◆ **Required action**
Emit all the data exactly as provided.
= Beginning of Section =
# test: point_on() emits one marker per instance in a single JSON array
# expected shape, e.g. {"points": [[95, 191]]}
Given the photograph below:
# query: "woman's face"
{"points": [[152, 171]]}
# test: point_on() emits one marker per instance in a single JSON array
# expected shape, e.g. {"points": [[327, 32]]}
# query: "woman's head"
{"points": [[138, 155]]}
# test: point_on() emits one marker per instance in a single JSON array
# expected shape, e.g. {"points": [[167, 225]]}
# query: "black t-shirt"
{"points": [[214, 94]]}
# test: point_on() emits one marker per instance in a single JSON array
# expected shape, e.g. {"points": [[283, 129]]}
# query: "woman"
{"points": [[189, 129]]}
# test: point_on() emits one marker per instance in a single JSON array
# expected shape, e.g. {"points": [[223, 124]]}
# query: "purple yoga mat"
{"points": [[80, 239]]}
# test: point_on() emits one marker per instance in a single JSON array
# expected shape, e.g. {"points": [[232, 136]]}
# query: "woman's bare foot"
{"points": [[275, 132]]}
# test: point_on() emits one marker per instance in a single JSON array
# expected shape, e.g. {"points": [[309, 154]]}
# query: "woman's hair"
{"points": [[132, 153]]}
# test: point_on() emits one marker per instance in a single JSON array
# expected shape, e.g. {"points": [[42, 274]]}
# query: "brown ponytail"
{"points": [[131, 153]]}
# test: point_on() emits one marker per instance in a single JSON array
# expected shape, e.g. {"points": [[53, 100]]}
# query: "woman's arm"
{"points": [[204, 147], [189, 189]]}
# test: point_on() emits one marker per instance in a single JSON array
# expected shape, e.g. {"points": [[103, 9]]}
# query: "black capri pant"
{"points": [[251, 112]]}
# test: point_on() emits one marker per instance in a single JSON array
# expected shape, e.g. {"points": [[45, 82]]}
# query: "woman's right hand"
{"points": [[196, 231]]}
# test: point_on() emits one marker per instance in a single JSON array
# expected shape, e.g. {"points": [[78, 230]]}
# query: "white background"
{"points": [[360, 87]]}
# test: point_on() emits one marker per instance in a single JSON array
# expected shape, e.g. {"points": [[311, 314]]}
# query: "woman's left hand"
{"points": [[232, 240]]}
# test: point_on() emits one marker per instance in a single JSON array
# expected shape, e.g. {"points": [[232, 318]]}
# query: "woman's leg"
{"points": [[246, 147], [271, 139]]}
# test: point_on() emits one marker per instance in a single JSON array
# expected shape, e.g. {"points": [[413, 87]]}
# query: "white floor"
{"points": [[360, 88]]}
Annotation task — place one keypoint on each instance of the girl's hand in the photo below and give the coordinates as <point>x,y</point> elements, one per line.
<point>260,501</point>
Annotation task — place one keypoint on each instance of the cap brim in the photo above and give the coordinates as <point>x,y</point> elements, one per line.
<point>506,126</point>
= End of Section =
◆ **Task answer**
# test: point_on() emits one marker per instance in a single JSON array
# expected shape, e.g. {"points": [[95, 191]]}
Given the photograph below:
# query: "woman's face"
{"points": [[152, 171]]}
# test: point_on() emits one marker per instance in a single JSON array
# expected shape, e.g. {"points": [[327, 32]]}
# query: "woman's head"
{"points": [[138, 155]]}
# test: point_on() emits one marker per instance in a single JSON array
# expected shape, e.g. {"points": [[167, 225]]}
# query: "black t-shirt"
{"points": [[214, 94]]}
# test: point_on() emits one marker per instance in a single JSON array
# expected shape, e.g. {"points": [[283, 129]]}
# query: "woman"
{"points": [[189, 129]]}
# test: point_on() emits one marker per instance in a single JSON array
# expected shape, e.g. {"points": [[223, 124]]}
# query: "purple yoga mat"
{"points": [[80, 239]]}
# test: point_on() emits one marker per instance in a single JSON array
# expected shape, e.g. {"points": [[232, 136]]}
# query: "woman's bare foot"
{"points": [[275, 132]]}
# test: point_on() emits one marker per instance in a single JSON array
# expected shape, e.g. {"points": [[309, 154]]}
# query: "woman's hair"
{"points": [[132, 153]]}
# test: point_on() emits one marker per instance in a single JSON array
# expected shape, e.g. {"points": [[42, 274]]}
# query: "brown ponytail"
{"points": [[131, 153]]}
# test: point_on() emits one marker per instance in a single JSON array
# expected shape, e.g. {"points": [[53, 100]]}
# query: "woman's arm"
{"points": [[204, 147], [189, 189]]}
# test: point_on() emits one marker per instance in a single JSON array
# expected shape, e.g. {"points": [[103, 9]]}
# query: "black capri pant"
{"points": [[251, 112]]}
# test: point_on() emits one marker per instance in a single JSON array
# expected shape, e.g. {"points": [[45, 82]]}
# query: "woman's right hand"
{"points": [[196, 231]]}
# test: point_on() emits one marker per instance in a single JSON array
# expected shape, e.g. {"points": [[78, 230]]}
# query: "white background"
{"points": [[360, 87]]}
# test: point_on() emits one marker per instance in a single JSON array
# expected shape, e.g. {"points": [[311, 314]]}
# query: "woman's left hand"
{"points": [[232, 240]]}
# test: point_on() emits one marker per instance in a single JSON array
# expected shape, e.g. {"points": [[232, 318]]}
# query: "woman's leg"
{"points": [[246, 147], [271, 139]]}
# test: point_on() emits one marker per instance in a single JSON array
# expected shape, e.g. {"points": [[413, 87]]}
# query: "white floor"
{"points": [[360, 88]]}
Annotation task — place one keypoint on each instance of the girl's hand in the photo below and give the coordinates as <point>x,y</point> elements, one per line.
<point>260,501</point>
Annotation task — place one keypoint on each instance of the cap brim in the photo above and give the coordinates as <point>x,y</point> elements, one per line.
<point>506,126</point>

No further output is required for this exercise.